EXTRACTED TEXT:

◇ ◇ ◇ ◇

TYR gene of the dromedary camel

We assessed the TYR gene of Saudi Arabian dromedary camels representing different coat colors. It has the predicted coding sequence of 1724 bp and encodes a TYR protein with 574 amino acids. This protein is 99.67% identical with Camelus ferus (XM_006192400.2) and 99.55% with Camelus bactrianus (XM_010973375.1).

TYR expression in different dromedary camel phenotypes

The effect of TYR mRNA on camel coat color was measured using quantitative real time-PCR. The 300 ng of extracted RNA was used for cDNA preparation. This complete cDNA was quantified and used for the investigation of TYR expression. The results showed TYR gene expression was significantly higher in dark brown followed by black, diluted and lowest recorded in white dromedary camels representing higher expression in pigmented ones (Fig. 1). Diluted color strains have 8.5 fold higher expression against white camel species and it was significantly overexpressed (p<0.003). Moreover, the TYR mRNA expression was increased 7 fold in black camels compared to diluted strain camel (p<0.001). A similar overexpression was observed in dark brown camels compared to black camel species. From the above findings, Dark brown has >600 fold higher TYR mRNA expression in when compared to white dromedary camel species (Fig. 1). Hence, it is clear that TYR mRNA was down regulated in non-pigmented individuals than the pigmented ones. It was further confirmed by post-transcriptional influencing factors.

Identification and selection of miRNAs–miR-129-5p and miR-145

The identification of TYR mRNA targeted miRNAs were by using a Targetscan tool. The preliminary findings showed a lack of miRNA evidence in dromedary camel species. So, the studies screened a ruminant based organism known as Bos taurus species. TYR mRNA sequences were used for the identification of miRNA and found 23 hits of miRNAs (http://www.targetscan.org/cgi-bin/targetscan/vert_72/view_gene.cgi? rs=ENST00000263321.5&taxid=9913&showcnc= 0&shownc=0&shownc_nc=&showncf1=&showncf2= &subset=1). The evaluation of miRNA conservation score showed that, miR-129-5p and miR-145 has >8 mer conservation and high context++ score compared to other miRNAs. Whereas, these two miRNAs were further analyzed for miRNA expression in various dromedary camel species. These findings are the first report on camel species.

◇ ◇ ◇ ◇

DATASET RECORDS:

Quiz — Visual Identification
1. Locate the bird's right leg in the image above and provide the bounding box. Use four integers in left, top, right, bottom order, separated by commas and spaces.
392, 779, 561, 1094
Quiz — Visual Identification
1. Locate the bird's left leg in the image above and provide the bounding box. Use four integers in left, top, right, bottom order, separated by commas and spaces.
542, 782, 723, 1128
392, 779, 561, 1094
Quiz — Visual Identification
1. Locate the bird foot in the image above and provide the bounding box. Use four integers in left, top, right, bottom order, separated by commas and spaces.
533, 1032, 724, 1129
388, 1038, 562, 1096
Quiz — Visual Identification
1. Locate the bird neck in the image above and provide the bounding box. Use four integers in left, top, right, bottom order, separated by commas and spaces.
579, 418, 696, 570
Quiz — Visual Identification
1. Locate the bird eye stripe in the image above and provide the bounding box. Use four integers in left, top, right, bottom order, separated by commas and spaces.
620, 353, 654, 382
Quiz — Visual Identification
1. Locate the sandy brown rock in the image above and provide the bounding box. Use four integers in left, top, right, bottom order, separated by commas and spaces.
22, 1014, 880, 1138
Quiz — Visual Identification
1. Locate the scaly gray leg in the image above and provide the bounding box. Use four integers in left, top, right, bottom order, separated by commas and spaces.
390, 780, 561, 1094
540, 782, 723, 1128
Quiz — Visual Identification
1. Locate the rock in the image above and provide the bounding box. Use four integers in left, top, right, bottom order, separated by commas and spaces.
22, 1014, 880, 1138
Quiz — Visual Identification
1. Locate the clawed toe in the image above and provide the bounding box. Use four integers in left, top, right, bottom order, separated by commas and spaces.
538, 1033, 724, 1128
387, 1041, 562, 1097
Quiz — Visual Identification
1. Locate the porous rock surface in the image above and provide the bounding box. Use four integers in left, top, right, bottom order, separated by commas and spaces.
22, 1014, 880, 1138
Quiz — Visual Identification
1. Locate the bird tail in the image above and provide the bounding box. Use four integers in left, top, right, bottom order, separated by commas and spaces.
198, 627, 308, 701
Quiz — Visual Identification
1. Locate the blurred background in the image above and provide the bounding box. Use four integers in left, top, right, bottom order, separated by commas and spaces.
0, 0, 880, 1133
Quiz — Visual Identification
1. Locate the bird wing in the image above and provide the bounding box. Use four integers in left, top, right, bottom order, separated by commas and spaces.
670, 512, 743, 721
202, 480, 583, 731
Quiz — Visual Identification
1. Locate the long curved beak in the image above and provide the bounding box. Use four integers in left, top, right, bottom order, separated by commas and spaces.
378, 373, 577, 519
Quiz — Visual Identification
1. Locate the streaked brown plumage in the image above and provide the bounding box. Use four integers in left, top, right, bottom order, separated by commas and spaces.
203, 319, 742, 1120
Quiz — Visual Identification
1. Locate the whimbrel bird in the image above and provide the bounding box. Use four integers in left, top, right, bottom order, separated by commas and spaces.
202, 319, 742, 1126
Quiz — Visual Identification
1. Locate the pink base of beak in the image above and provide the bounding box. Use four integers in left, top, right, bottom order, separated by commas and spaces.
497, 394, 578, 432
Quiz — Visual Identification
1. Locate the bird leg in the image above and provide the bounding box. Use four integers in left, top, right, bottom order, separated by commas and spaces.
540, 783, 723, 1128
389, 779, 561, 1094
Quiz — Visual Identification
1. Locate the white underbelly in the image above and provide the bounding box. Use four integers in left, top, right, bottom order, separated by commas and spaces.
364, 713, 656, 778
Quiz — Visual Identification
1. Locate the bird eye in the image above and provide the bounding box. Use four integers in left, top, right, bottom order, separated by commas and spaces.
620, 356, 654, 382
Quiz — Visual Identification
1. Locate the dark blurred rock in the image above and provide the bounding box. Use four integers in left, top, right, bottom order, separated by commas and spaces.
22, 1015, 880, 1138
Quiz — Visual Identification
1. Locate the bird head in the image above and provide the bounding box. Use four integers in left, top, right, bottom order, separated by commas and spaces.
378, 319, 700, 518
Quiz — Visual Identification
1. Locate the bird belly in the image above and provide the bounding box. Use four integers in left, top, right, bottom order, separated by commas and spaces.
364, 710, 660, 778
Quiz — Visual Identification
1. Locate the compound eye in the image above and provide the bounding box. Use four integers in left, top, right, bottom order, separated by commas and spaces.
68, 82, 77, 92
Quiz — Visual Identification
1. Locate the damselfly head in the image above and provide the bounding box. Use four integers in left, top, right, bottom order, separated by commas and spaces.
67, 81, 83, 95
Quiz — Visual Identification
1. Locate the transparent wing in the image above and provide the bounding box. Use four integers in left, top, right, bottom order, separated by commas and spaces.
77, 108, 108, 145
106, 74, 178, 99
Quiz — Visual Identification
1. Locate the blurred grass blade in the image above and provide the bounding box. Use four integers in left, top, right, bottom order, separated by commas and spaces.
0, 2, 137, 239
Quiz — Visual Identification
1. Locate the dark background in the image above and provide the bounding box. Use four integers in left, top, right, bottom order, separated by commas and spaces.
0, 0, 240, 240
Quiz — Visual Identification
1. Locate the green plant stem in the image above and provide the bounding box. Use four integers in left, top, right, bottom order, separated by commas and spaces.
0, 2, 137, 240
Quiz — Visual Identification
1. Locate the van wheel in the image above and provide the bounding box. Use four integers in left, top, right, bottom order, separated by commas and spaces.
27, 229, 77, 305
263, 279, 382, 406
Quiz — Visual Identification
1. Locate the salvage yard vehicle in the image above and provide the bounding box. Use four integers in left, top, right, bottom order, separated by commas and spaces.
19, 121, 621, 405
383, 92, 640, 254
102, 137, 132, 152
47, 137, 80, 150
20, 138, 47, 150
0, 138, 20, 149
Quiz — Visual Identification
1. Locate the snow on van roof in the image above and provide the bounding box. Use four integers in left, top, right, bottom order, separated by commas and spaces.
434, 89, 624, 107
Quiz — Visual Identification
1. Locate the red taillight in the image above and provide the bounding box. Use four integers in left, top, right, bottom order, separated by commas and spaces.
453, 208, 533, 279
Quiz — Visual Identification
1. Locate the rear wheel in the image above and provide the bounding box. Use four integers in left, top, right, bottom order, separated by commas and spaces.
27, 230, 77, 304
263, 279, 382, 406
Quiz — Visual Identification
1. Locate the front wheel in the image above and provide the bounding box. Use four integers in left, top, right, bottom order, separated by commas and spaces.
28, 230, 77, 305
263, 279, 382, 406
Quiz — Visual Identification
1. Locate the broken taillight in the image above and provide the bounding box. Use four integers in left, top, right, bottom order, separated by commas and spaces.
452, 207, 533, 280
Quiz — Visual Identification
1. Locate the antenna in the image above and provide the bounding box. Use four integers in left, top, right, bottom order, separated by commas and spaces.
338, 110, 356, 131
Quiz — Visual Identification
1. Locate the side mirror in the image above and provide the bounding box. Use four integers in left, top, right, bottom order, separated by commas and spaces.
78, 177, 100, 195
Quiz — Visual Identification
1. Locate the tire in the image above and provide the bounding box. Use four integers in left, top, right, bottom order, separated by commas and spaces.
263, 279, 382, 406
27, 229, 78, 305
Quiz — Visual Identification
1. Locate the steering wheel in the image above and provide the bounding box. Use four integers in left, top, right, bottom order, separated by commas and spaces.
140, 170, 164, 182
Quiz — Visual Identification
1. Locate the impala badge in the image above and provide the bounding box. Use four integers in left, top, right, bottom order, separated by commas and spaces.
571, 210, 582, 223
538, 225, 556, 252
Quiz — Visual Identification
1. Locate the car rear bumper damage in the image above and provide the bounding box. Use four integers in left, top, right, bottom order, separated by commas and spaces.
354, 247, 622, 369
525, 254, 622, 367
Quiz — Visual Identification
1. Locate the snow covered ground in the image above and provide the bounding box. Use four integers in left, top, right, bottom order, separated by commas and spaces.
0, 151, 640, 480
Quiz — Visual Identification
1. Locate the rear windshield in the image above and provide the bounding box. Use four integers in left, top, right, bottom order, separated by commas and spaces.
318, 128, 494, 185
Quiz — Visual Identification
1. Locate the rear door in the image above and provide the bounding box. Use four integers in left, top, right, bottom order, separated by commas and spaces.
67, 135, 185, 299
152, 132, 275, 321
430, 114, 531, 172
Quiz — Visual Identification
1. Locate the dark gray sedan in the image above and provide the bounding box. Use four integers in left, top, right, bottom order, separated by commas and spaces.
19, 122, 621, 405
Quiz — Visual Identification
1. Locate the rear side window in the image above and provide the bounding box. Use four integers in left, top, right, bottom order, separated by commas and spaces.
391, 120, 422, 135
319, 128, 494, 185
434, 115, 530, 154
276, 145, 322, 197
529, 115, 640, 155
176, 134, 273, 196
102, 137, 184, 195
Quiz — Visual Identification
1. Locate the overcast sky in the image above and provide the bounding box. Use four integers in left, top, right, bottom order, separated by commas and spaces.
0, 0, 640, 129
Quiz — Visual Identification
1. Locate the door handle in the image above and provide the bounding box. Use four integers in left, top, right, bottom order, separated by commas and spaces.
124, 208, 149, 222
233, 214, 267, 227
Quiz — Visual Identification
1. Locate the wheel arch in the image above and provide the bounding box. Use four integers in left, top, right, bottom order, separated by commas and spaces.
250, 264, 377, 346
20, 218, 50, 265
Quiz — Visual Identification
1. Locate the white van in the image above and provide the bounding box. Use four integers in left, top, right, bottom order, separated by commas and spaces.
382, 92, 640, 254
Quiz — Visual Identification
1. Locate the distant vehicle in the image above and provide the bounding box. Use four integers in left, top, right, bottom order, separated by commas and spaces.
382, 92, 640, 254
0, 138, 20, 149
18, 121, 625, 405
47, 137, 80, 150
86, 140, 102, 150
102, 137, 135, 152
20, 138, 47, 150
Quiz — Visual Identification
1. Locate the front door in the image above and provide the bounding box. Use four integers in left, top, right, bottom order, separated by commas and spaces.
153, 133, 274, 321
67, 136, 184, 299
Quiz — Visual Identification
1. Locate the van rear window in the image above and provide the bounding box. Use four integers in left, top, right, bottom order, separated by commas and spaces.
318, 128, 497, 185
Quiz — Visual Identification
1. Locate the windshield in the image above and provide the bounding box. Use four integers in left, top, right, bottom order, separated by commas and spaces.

◇ ◇ ◇ ◇

ACTION ITEM: Reproduce the passage of the text on the camel TYR gene from "The identification of TYR" up to and including "on camel species.". The rows come from a different source than the text on the camel TYR gene.

TASK SOLUTION:
The identification of TYR mRNA targeted miRNAs were by using a Targetscan tool. The preliminary findings showed a lack of miRNA evidence in dromedary camel species. So, the studies screened a ruminant based organism known as Bos taurus species. TYR mRNA sequences were used for the identification of miRNA and found 23 hits of miRNAs (http://www.targetscan.org/cgi-bin/targetscan/vert_72/view_gene.cgi? rs=ENST00000263321.5&taxid=9913&showcnc= 0&shownc=0&shownc_nc=&showncf1=&showncf2= &subset=1). The evaluation of miRNA conservation score showed that, miR-129-5p and miR-145 has >8 mer conservation and high context++ score compared to other miRNAs. Whereas, these two miRNAs were further analyzed for miRNA expression in various dromedary camel species. These findings are the first report on camel species.